====== TASK INPUT ======

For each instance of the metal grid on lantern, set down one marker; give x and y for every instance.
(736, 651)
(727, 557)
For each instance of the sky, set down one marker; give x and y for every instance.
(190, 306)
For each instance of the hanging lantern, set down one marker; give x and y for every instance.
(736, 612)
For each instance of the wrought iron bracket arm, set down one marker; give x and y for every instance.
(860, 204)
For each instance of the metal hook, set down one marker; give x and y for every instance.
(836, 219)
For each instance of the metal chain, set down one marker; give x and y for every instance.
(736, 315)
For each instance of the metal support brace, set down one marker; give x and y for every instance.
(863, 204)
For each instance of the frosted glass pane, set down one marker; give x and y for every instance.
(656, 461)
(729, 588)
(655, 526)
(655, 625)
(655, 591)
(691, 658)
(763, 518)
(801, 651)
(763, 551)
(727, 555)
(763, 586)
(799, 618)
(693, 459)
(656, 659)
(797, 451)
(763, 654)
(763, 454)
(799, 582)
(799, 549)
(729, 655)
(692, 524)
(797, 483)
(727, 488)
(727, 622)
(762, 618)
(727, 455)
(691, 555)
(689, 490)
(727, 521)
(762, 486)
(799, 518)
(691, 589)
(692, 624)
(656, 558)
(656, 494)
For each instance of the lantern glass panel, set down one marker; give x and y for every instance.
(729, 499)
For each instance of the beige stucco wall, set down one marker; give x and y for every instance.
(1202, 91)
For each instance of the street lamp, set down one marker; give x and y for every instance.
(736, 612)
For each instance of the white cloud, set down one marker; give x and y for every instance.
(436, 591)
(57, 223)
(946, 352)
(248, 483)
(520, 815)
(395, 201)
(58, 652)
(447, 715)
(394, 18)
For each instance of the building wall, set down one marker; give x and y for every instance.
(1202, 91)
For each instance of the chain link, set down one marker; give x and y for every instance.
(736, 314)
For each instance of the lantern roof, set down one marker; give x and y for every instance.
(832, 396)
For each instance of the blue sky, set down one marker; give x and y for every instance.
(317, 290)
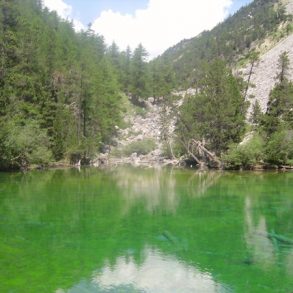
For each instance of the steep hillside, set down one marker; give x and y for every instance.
(264, 74)
(232, 40)
(263, 77)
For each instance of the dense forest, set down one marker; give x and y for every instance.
(62, 92)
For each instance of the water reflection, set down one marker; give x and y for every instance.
(161, 187)
(158, 273)
(262, 250)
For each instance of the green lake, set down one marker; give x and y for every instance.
(146, 230)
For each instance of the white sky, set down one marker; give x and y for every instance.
(161, 25)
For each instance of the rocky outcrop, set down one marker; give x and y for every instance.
(141, 143)
(264, 74)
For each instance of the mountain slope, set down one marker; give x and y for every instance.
(264, 74)
(231, 40)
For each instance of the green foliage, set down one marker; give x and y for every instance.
(62, 85)
(245, 155)
(216, 114)
(230, 40)
(21, 145)
(279, 148)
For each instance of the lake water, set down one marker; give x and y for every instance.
(135, 230)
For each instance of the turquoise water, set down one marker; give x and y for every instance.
(135, 230)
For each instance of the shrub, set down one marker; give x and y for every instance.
(245, 155)
(279, 149)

======

§ TASK DESCRIPTION
Print the material word for word; images are to be left out.

§ SOLUTION TO THE PROBLEM
For each instance of the metal grid on lantern, set down one marker; give x and y for every instance.
(736, 651)
(727, 557)
For each instance of the sky, set down one marker; give x and y for every instance.
(190, 306)
For each instance of the hanging lantern, set down one marker; give x and y for every instance.
(736, 612)
For each instance of the wrought iron bracket arm, set down one marker; give x and y for every instance.
(860, 204)
For each instance of the metal hook, set down one marker; give x and y for every instance.
(836, 219)
For each instance of the metal chain, set down one marker; give x and y for every instance.
(736, 315)
For each instance of the metal support brace, set down one marker; give x and y for every instance.
(863, 204)
For each instance of the frosted glass pane, set down one marker; give x and y for every instance.
(656, 461)
(729, 588)
(655, 526)
(655, 625)
(655, 591)
(691, 658)
(763, 518)
(801, 651)
(763, 551)
(727, 555)
(763, 586)
(799, 618)
(693, 459)
(656, 659)
(797, 451)
(763, 654)
(763, 454)
(799, 582)
(799, 549)
(729, 655)
(692, 524)
(797, 483)
(727, 488)
(727, 622)
(762, 618)
(727, 455)
(691, 555)
(689, 490)
(727, 521)
(762, 486)
(799, 518)
(691, 589)
(692, 624)
(656, 558)
(656, 494)
For each instance of the lantern glass panel, set down one marker; give x and y for every instance.
(729, 499)
For each instance of the beige stucco wall, set down one marker; give x and y for every instance.
(1202, 91)
For each instance of the street lamp, set down one marker; give x and y for every instance.
(736, 612)
For each instance of the white cloud, set down one marker; give x and y for every instance.
(436, 591)
(57, 223)
(946, 352)
(248, 483)
(520, 815)
(395, 201)
(58, 652)
(447, 715)
(394, 18)
For each instance of the building wall, set down one marker; give x and y for every instance.
(1202, 91)
For each instance of the chain link, set down one marker; give x and y for every instance.
(736, 314)
For each instance of the lantern roof, set down one marker; give x and y for every instance.
(832, 396)
For each instance of the blue sky, set down one marker; give x and y for every instance.
(317, 290)
For each instance of the steep hillside, set down one marker; give x and y for every instance.
(264, 74)
(232, 40)
(263, 77)
For each instance of the dense forest, set down one marker; give x and y for every instance.
(62, 92)
For each instance of the water reflection, set down one marker; give x and y for every instance.
(161, 187)
(158, 273)
(262, 250)
For each instance of the green lake, set down one marker; give x and y for every instance.
(146, 230)
For each instance of the white sky, set down one marker; give x and y for every instance.
(161, 25)
For each instance of the rocky outcrop, set down one marker; give x and y for every instance.
(141, 143)
(264, 74)
For each instance of the mountain slope, set down one marker; give x and y for every instance.
(264, 74)
(231, 40)
For each instance of the green foliage, set down one marker; give x and y for every instance.
(62, 85)
(245, 155)
(216, 114)
(230, 40)
(21, 145)
(279, 148)
For each instance of the lake water, set down one marker; give x and y for every instance.
(135, 230)
For each instance of the turquoise water, set down one marker; give x and y for every instance.
(135, 230)
For each instance of the shrub, set down one marker; give x and y for every instance.
(245, 155)
(279, 149)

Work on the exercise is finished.